_Selected passage_:

....................

# Vom Sucherquelle?



## MikeB0324 (Aug 3, 2017)

Hey everybody, Im having trouble digging up information on this breeder,Theyre the only breeder I could find in WV. They seem like a good breeder Im just looking to do my proper research and make sure my future family addition is coming from a reputable breeder. She doesnt work any of her dogs so none of her dogs are titled, I asked why and she responded that she doesnt have the time or resources or can travel to participate which is entirely understandable to me. Just want to make sure that doesnt throw up a red flag? Also seems that she imports titled dogs. Just looking for any and all opinions/advice,Anything is appreciated. Thank you!


----------



## Deb (Nov 20, 2010)

I have no clue who she is, but when she breeds them is there a goal in mind? What was the goal in the breeding your puppy came from?
Does she know the pedigree of the dogs? Know the dogs in the pedigree? Does she know what kind of dogs she will produce in the litter? Or is she just breeding to sell puppies? Does she do health tests on her dogs? Can she show the results of the health tests to you?


----------



## tim_s_adams (Aug 9, 2017)

I don't know anything about them either, but I looked at the website and they have both the pedigrees and the ofa screening results for all their dogs posted online. It also seems like they do due diligence in matching puppies to prospective buyers based on people's lifestyle and intention. All of which are good. They do not, however, post their "ownership" agreement and guarantee online, but you'd certainly want to review that closely before making any decision.


----------



## thegooseman90 (Feb 24, 2017)

No personal experience here either, but I personally would pass if I was the one looking at that site. I could be wrong but to me it seems like she hopes the kennel names sell the dogs. I only have that impression because on the very first page she mentions it. Never went past that so I could be very wrong. You're right in the middle of a couple of good options tho. I don't know how to mention but I believe slamdunc is in Virginia and I'm sure he'd have a recommendation in his area. I got my pup from a breeder in MD, Rodina straze. Marie has an upcoming litter from a repeat breeding that everyone has been pleased with.


----------



## thegooseman90 (Feb 24, 2017)

Looked a little more and if you want full registration(breeding rights) and hip guarantee you pay $1500 instead of $1200. That's the first real red flag I've seen


----------



## MikeB0324 (Aug 3, 2017)

She has no posted breeding goals,But she does health test all her dogs and all her dogs seem to have good grades. Yes I do believe she pairs dogs to prospective buyers based on temperament,Drives etc. At one point on their site they lightly touch upon the ownership agreement, But not a PDF of the entire thing or anything like that.
"All breeding dogs at Sucherquelle have excellent working pedigrees, wonderful personalities, nice conformation, very deep pigment. I want to stress that the TOTAL dog is of the utmost importance here. Sucherquelle dogs are not kennel dogs....they are out and about in the world. Many "so-called" breeders look at one certain trait...be it a great pedigree or pleasing appearance...PLEASE research your breeders and keep the DDR German Shepherd the dog the East Germans would be proud of"

I figured that would be a good piece to clip from their site and show you guys. Id really like to try to find a breeder really local because I`d like to bring both my boys to meet the parents etc because I feel if the parents do great with them that well be good to bring one of their puppies home,And if the boy CANT come well then... I think I`ll pass!!! Im going to ask her why she does the tiered pricing because I found that as a red flag also, But the economy here in WV is not so good so I`m thinking she charges more for a guarantee to be able to afford to follow through on that guarantee. Thoughts? Again any help is greatly appreciated.

....................

_Provided information_:
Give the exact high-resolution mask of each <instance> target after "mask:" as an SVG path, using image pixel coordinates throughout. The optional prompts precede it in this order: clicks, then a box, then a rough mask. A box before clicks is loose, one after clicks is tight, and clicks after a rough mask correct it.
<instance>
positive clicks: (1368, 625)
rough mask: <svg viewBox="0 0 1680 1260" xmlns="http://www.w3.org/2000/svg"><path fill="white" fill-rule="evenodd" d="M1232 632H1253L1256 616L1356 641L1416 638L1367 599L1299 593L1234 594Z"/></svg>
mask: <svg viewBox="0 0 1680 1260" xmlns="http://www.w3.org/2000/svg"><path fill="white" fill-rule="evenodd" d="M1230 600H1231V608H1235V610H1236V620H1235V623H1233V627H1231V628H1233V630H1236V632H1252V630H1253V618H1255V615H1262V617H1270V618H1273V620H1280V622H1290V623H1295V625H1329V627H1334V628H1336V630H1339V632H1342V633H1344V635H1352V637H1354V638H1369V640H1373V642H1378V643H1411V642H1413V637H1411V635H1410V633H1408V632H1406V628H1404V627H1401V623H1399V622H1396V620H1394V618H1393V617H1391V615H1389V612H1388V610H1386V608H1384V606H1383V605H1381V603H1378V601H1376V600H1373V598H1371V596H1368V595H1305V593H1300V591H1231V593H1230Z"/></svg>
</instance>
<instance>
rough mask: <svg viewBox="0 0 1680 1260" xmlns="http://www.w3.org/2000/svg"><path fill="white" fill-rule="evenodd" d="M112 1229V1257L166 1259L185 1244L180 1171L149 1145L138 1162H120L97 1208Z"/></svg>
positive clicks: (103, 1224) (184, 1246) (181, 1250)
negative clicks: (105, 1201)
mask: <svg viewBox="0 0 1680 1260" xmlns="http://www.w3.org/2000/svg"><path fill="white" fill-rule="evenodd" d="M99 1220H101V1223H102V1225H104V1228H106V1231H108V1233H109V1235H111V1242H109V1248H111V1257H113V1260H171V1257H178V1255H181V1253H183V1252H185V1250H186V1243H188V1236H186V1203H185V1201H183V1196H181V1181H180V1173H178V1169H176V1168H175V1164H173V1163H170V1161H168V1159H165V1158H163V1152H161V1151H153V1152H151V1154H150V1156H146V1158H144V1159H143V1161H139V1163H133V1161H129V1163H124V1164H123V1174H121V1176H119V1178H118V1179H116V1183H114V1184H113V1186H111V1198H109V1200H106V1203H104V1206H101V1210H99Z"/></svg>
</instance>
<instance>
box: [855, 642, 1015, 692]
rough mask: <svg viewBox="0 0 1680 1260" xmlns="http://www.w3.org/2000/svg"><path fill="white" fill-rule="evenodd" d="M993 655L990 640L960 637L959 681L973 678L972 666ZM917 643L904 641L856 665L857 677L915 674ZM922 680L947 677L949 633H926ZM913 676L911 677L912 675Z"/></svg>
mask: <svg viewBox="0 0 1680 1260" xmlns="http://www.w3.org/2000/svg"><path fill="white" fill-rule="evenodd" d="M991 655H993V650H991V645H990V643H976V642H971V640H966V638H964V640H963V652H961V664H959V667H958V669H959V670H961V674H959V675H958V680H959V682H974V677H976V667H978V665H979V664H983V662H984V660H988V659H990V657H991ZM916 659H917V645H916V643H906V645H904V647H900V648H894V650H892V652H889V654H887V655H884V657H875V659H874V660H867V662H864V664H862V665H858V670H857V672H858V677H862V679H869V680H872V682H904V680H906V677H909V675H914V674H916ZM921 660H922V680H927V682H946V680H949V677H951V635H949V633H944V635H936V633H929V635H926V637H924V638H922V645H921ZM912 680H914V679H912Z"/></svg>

....................

_Things to do_:
1 - In the forum thread, how much does a buyer pay for full registration and a hip guarantee, according to thegooseman90?
2 - Please rewrite the stretch of the entries from the start through the line containing "632H1253L1256 616L1356 641L1416", replacing "rough mask" with "coarse mask" and leaving everything else unchanged.
The entries are unrelated to the forum thread.

_Exercise results_:
1 - $1500 instead of $1200.

2 -
Give the exact high-resolution mask of each <instance> target after "mask:" as an SVG path, using image pixel coordinates throughout. The optional prompts precede it in this order: clicks, then a box, then a coarse mask. A box before clicks is loose, one after clicks is tight, and clicks after a coarse mask correct it.
<instance>
positive clicks: (1368, 625)
coarse mask: <svg viewBox="0 0 1680 1260" xmlns="http://www.w3.org/2000/svg"><path fill="white" fill-rule="evenodd" d="M1232 632H1253L1256 616L1356 641L1416 638L1367 599L1299 593L1234 594Z"/></svg>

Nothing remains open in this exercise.